▸ **Stated problem A**: Reproduce the passage about the Kepler program in full, without altering a single word.

▸ **Excerpted passage**:
■ ■ ■ ■ ■ ■ ■
Scholars who follow international education say that Kepler's disaggregated approach pushes the frontiers of innovations like massive open online courses and competency-based degrees, and that it has few peers. It is also fraught with potential stumbling blocks. Will it earn the trust of employers and of others in higher education? Will Rwandan students adapt to Western-style instruction in English? Is the Kepler model sustainable over the long term?

On the other hand, some observers point to the program's potential to serve as an example for how educators can structure and transform the amorphous MOOC movement. "It is exciting because they are providing infrastructure and trying to make sense of the MOOC world in a way we haven't see yet," says Jason Lane, a senior researcher with the Institute for Global Education Policy Studies at the State University of New York at Albany.

"In some ways, it could become a model in the United States," he says, "because we have not yet developed a way in which students in the United States can take MOOCs and turn those into degrees or academic credentials."

Scholarships to Start

Kepler was born out of Generation Rwanda's existing scholarship program. Since 2004, it has paid for cohorts of up to several dozen students to attend Rwandan universities while also providing the students with extensive support services. The services include English-language instruction, professional-skills training, and internship placement.

The scholarship program has had near-perfect graduation and job-placement rates, according to program officials, but the quality of education delivered by Rwandan institutions falls well below Western standards. Students face professors who skip class and others who spend entire lectures reading straight from books. Some university facilities lack microphone equipment, meaning that in large auditoriums only the first few rows of students can follow what is being said. The rest are left to borrow notes.
■ ■ ■ ■ ■ ■ ■
▸ **Dataset extract**:

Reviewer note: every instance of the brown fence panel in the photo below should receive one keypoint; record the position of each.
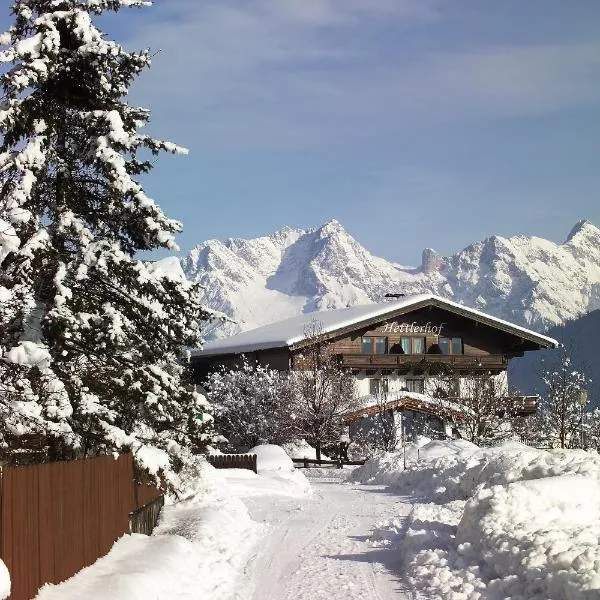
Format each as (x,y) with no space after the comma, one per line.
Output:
(233,461)
(60,517)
■ ■ ■ ■ ■ ■ ■
▸ **Stated problem B**: Rewrite every line of the records above as a Markdown table with the columns Row and Entry, where Row holds a running number and Entry holds the line, and skip any blank lines. Leave the pictures out.

▸ **Full output A**:
Scholars who follow international education say that Kepler's disaggregated approach pushes the frontiers of innovations like massive open online courses and competency-based degrees, and that it has few peers. It is also fraught with potential stumbling blocks. Will it earn the trust of employers and of others in higher education? Will Rwandan students adapt to Western-style instruction in English? Is the Kepler model sustainable over the long term?

On the other hand, some observers point to the program's potential to serve as an example for how educators can structure and transform the amorphous MOOC movement. "It is exciting because they are providing infrastructure and trying to make sense of the MOOC world in a way we haven't see yet," says Jason Lane, a senior researcher with the Institute for Global Education Policy Studies at the State University of New York at Albany.

"In some ways, it could become a model in the United States," he says, "because we have not yet developed a way in which students in the United States can take MOOCs and turn those into degrees or academic credentials."

Scholarships to Start

Kepler was born out of Generation Rwanda's existing scholarship program. Since 2004, it has paid for cohorts of up to several dozen students to attend Rwandan universities while also providing the students with extensive support services. The services include English-language instruction, professional-skills training, and internship placement.

The scholarship program has had near-perfect graduation and job-placement rates, according to program officials, but the quality of education delivered by Rwandan institutions falls well below Western standards. Students face professors who skip class and others who spend entire lectures reading straight from books. Some university facilities lack microphone equipment, meaning that in large auditoriums only the first few rows of students can follow what is being said. The rest are left to borrow notes.

▸ **Full output B**:
| Row | Entry |
|---|---|
| 1 | Reviewer note: every instance of the brown fence panel in the photo below should receive one keypoint; record the position of each. |
| 2 | Format each as (x,y) with no space after the comma, one per line. |
| 3 | Output: |
| 4 | (233,461) |
| 5 | (60,517) |